Cue Energy Resources Limited Annual Report 2016/1734Cue Energy Resources Limited
Notes to the financial statements
30 June 2017
Note 2. Summary of significant accounting policies (continued)
(k) New Accounting Standards and Interpretations not yet mandatory or early adopted
Australian Accounting Standards and Interpretations that have recently been issued or amended but are not yet mandatory,
have not been early adopted by the consolidated entity for the annual reporting period ended 30 June 2017. The consolidated
entity's assessment of the impact of these new or amended Accounting Standards and Interpretations, most relevant to the
consolidated entity, are set out below:
AASB 9 Financial Instruments
The Group does not hold complex financial instruments. The classification of its financial instruments will not change under
the new accounting standard. Therefore, management does not expect the adoption of this accounting standard will have a
material impact on the Group's financial performance.
AASB 15 Revenue from Contracts with Customers
The Group holds contracts with operators in Indonesia and New Zealand where production income is generated. These
contracts do not have complex performance obligations. Therefore, management does not expect the adoption of this
accounting standard will have a material impact on the Group's financial performance.

DATA SHOWN:
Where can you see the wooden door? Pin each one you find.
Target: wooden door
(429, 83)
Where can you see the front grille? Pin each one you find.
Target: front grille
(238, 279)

WRITTEN TASKS:
**a.** According to the accounting notes, in which countries does the Group hold contracts with operators that generate production income?
**b.** Rewrite the stretch of the accounting notes from "Cue Energy Resources Limited Annual" through "accounting policies (continued)", swapping "Summary" for "Overview".

RESPONSES TO THE TASKS:
**a.** Indonesia and New Zealand.

**b.**
Cue Energy Resources Limited Annual Report 2016/1734Cue Energy Resources Limited
Notes to the financial statements
30 June 2017
Note 2. Overview of significant accounting policies (continued)